▸ **Input**
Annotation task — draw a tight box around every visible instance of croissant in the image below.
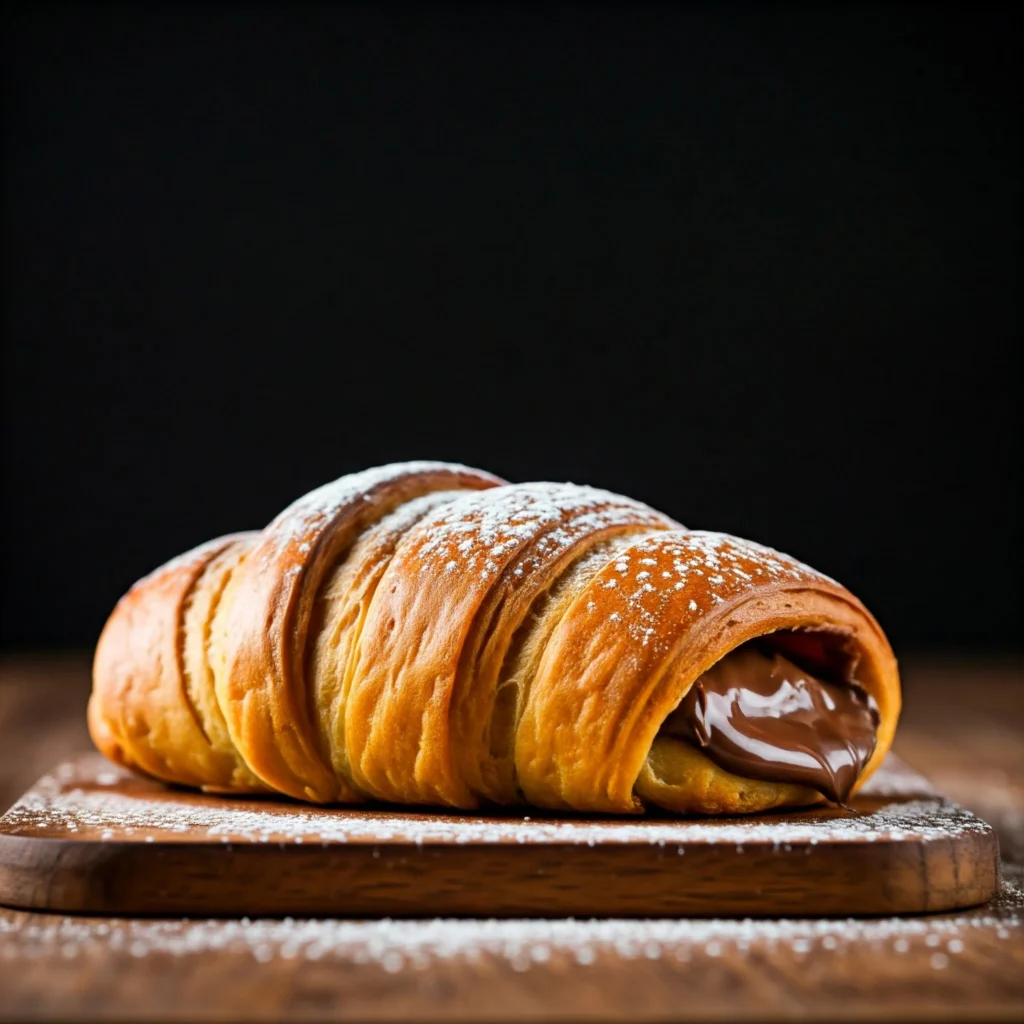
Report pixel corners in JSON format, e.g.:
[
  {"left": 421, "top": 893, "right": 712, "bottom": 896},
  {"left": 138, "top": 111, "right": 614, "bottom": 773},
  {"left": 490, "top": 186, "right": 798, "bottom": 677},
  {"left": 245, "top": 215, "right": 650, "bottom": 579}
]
[{"left": 89, "top": 460, "right": 900, "bottom": 815}]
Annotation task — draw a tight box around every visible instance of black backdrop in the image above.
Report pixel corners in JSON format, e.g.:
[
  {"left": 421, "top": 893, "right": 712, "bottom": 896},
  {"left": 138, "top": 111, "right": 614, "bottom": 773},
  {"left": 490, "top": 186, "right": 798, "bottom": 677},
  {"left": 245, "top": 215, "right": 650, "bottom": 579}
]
[{"left": 2, "top": 4, "right": 1020, "bottom": 652}]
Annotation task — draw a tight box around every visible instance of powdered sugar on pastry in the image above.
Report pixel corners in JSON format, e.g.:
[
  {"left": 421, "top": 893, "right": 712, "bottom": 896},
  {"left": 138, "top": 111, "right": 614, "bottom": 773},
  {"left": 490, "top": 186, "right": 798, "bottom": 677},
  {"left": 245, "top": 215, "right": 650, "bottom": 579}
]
[
  {"left": 584, "top": 531, "right": 838, "bottom": 655},
  {"left": 412, "top": 483, "right": 677, "bottom": 580},
  {"left": 264, "top": 461, "right": 503, "bottom": 560}
]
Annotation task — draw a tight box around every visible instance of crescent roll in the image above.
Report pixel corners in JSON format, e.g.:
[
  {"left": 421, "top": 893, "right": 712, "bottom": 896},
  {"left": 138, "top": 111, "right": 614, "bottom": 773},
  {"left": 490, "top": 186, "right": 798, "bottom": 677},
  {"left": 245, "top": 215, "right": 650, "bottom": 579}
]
[{"left": 89, "top": 460, "right": 900, "bottom": 815}]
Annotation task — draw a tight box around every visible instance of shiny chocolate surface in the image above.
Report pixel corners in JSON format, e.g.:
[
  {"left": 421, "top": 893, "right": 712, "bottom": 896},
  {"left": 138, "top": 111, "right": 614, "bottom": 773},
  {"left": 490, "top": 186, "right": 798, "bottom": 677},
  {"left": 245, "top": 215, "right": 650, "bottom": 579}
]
[{"left": 663, "top": 644, "right": 879, "bottom": 804}]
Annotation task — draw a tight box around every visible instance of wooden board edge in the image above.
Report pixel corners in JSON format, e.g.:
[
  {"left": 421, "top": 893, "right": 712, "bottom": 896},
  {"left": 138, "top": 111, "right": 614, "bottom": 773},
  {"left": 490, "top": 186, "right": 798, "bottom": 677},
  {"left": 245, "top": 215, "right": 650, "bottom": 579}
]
[{"left": 0, "top": 827, "right": 1001, "bottom": 919}]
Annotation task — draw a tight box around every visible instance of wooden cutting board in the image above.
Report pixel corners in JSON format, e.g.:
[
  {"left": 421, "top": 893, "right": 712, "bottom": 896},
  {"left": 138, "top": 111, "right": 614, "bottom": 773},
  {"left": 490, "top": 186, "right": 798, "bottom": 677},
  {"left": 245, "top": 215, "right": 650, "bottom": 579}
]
[{"left": 0, "top": 754, "right": 999, "bottom": 918}]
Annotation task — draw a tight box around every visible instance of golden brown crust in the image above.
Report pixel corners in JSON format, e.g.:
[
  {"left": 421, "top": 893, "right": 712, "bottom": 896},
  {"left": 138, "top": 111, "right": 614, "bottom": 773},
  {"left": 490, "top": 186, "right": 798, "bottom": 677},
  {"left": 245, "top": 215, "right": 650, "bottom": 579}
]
[
  {"left": 181, "top": 535, "right": 266, "bottom": 792},
  {"left": 216, "top": 462, "right": 504, "bottom": 802},
  {"left": 345, "top": 484, "right": 678, "bottom": 807},
  {"left": 515, "top": 530, "right": 900, "bottom": 813},
  {"left": 308, "top": 490, "right": 470, "bottom": 795},
  {"left": 89, "top": 533, "right": 266, "bottom": 792},
  {"left": 90, "top": 464, "right": 901, "bottom": 816}
]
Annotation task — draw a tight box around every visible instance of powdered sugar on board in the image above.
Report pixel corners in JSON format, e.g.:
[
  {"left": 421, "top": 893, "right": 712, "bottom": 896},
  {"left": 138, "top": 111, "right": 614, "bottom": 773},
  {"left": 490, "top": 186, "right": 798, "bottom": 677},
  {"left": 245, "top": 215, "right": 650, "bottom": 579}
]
[
  {"left": 2, "top": 866, "right": 1020, "bottom": 968},
  {"left": 1, "top": 755, "right": 983, "bottom": 850}
]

▸ **Task description**
What is needed here is an exact transcription of every record above, with images excluded.

▸ **Problem solution**
Annotation task — draw a tight box around every visible instance of croissant in the image below.
Report pixel corners in JSON format, e.g.:
[
  {"left": 421, "top": 893, "right": 712, "bottom": 896},
  {"left": 138, "top": 111, "right": 614, "bottom": 773},
  {"left": 490, "top": 186, "right": 798, "bottom": 677},
  {"left": 245, "top": 215, "right": 650, "bottom": 579}
]
[{"left": 89, "top": 460, "right": 900, "bottom": 815}]
Annotation task — draw a tight box around every visible instance of black backdrop in the image above.
Report pixel corners in JSON format, e.g.:
[
  {"left": 421, "top": 893, "right": 712, "bottom": 896},
  {"left": 138, "top": 111, "right": 614, "bottom": 773},
  {"left": 490, "top": 186, "right": 798, "bottom": 677},
  {"left": 245, "top": 215, "right": 650, "bottom": 579}
]
[{"left": 2, "top": 4, "right": 1020, "bottom": 652}]
Annotation task — draw a tight box around every visible instance of powdered sugar on pastry in the image above.
Report pixel corners in JSON format, e.g.:
[
  {"left": 421, "top": 893, "right": 712, "bottom": 896},
  {"left": 138, "top": 111, "right": 614, "bottom": 773},
  {"left": 490, "top": 186, "right": 798, "bottom": 677},
  {"left": 245, "top": 215, "right": 650, "bottom": 579}
]
[
  {"left": 584, "top": 531, "right": 838, "bottom": 655},
  {"left": 412, "top": 483, "right": 677, "bottom": 580},
  {"left": 264, "top": 461, "right": 503, "bottom": 560}
]
Annotation task — draw a tight box around every visible instance of crescent roll in the image above.
Report pixel corners in JSON format, e.g.:
[
  {"left": 421, "top": 893, "right": 712, "bottom": 896},
  {"left": 138, "top": 111, "right": 614, "bottom": 773},
  {"left": 490, "top": 186, "right": 798, "bottom": 677},
  {"left": 245, "top": 215, "right": 650, "bottom": 579}
]
[{"left": 89, "top": 460, "right": 900, "bottom": 815}]
Annotation task — draw a tight box around every visible instance of shiny chocolate surface in the image above.
Report pixel corners in JSON format, e.g.:
[
  {"left": 421, "top": 893, "right": 712, "bottom": 896},
  {"left": 138, "top": 111, "right": 614, "bottom": 773},
  {"left": 490, "top": 186, "right": 798, "bottom": 677},
  {"left": 245, "top": 215, "right": 650, "bottom": 579}
]
[{"left": 663, "top": 644, "right": 879, "bottom": 804}]
Annotation task — draw a tight box around every visible instance of wooden board edge in the image above.
Report pixel corners in JSON format, e.g.:
[
  {"left": 421, "top": 893, "right": 712, "bottom": 896},
  {"left": 138, "top": 111, "right": 614, "bottom": 773},
  {"left": 490, "top": 186, "right": 798, "bottom": 677},
  {"left": 245, "top": 215, "right": 650, "bottom": 579}
]
[{"left": 0, "top": 827, "right": 1001, "bottom": 919}]
Annotation task — draw a tight box around every visible instance of wooden cutting board in the image above.
Report pixel corners in JSON format, e.g.:
[
  {"left": 421, "top": 893, "right": 712, "bottom": 896},
  {"left": 138, "top": 111, "right": 614, "bottom": 773},
  {"left": 490, "top": 186, "right": 798, "bottom": 677},
  {"left": 245, "top": 215, "right": 650, "bottom": 579}
]
[{"left": 0, "top": 754, "right": 999, "bottom": 918}]
Annotation task — draw a tight box around every visible instance of golden brown crust in the image above.
Report pixel corners in JSON format, e.g.:
[
  {"left": 421, "top": 893, "right": 712, "bottom": 896},
  {"left": 138, "top": 111, "right": 614, "bottom": 773},
  {"left": 490, "top": 186, "right": 798, "bottom": 677},
  {"left": 245, "top": 215, "right": 650, "bottom": 579}
]
[
  {"left": 181, "top": 535, "right": 266, "bottom": 792},
  {"left": 216, "top": 462, "right": 504, "bottom": 802},
  {"left": 345, "top": 484, "right": 678, "bottom": 807},
  {"left": 515, "top": 530, "right": 900, "bottom": 813},
  {"left": 308, "top": 490, "right": 470, "bottom": 795},
  {"left": 89, "top": 533, "right": 266, "bottom": 792},
  {"left": 90, "top": 464, "right": 901, "bottom": 816}
]
Annotation task — draw a tight box around every visible instance of powdered sugar on board in the image above.
Report pixel corners in JSON format, e.g.:
[
  {"left": 421, "top": 893, "right": 712, "bottom": 896},
  {"left": 138, "top": 111, "right": 614, "bottom": 773},
  {"left": 490, "top": 186, "right": 798, "bottom": 677},
  {"left": 245, "top": 215, "right": 650, "bottom": 579}
]
[
  {"left": 2, "top": 866, "right": 1020, "bottom": 968},
  {"left": 1, "top": 755, "right": 983, "bottom": 850}
]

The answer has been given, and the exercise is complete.